In the rein GOLD review below, how long is each of the dialogues between Wotan and Brünnhilde?

▸ SUPPLIED TEXT:
────────────────

Michael Tanner
Slanging match: rein GOLD, by Elfriede Jelinek, reviewed
Wotan and Brünnhilde quarrel interminably in this tedious retelling of an episode from Wagner’s Ring
I’ve tried hard to think of someone I dislike enough to recommend this novel* to, but have failed. Elfriede Jelinek is Austria’s leading contemporary literary figure, and to open rein GOLD at random is to get the impression that she is the successor to Thomas Bernhard — page after page without a single paragraph indentation, a general ranting tone, maddening repetitiveness, and cult status. Just in case Jelinek’s is an unfamiliar name: she is an extremely neurotic person, a sufferer from many phobias — unable to travel to collect her Nobel Prize; a copious writer, many of her books having been translated into English among other languages; and, most significantly, one of those authors whose favourite idiom is humourless parody.
The title rein GOLD is of course a parody of Das Rheingold, the first part of Richard Wagner’s cycle of music dramas. The book was apparently originally written as a libretto for the Berlin State Opera, though it must have undergone drastic revision. In the novel, the two chief characters from Wagner’s Ring, the god Wotan and his favourite daughter the Valkyrie Brünnhilde, engage in enormous recriminatory dialogues, each of which is between 30 and 40 pages long, so couldn’t possibly be set to music. Wagner’s characters’ famous monologues are in fact quite short, and packed with indispensable information and feeling. On YouTube you will find short pieces from what I take to be rehearsals of rein GOLD, with Siegfried’s funeral music and other excerpts shriekingly delivered, but they are too brief to give any impression of what the whole work would have sounded like. It can’t have provided any experience remotely like that of reading the novel.

────────────────

▸ RECORD EXTRACTS:
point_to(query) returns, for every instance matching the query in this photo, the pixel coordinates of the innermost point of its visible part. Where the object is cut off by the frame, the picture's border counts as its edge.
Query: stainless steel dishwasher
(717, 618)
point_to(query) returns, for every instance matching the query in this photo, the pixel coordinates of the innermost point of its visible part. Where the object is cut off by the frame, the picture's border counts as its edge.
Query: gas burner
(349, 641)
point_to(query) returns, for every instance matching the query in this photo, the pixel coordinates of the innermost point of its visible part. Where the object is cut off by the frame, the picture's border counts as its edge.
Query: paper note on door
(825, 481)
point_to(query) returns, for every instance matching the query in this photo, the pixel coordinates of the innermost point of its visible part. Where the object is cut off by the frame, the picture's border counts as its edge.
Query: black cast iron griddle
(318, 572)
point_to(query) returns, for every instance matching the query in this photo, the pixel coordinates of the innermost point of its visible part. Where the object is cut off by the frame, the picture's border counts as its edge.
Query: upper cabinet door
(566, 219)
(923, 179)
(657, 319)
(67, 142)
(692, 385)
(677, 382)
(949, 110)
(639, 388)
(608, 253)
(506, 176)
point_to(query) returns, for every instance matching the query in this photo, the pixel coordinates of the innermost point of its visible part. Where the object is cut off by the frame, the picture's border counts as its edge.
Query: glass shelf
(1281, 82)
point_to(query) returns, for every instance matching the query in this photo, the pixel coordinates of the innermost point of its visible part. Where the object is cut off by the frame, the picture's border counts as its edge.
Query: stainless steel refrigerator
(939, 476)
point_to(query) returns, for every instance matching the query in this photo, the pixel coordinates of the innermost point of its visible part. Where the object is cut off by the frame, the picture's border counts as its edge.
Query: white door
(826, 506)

────────────────

▸ RESULT: Between 30 and 40 pages long.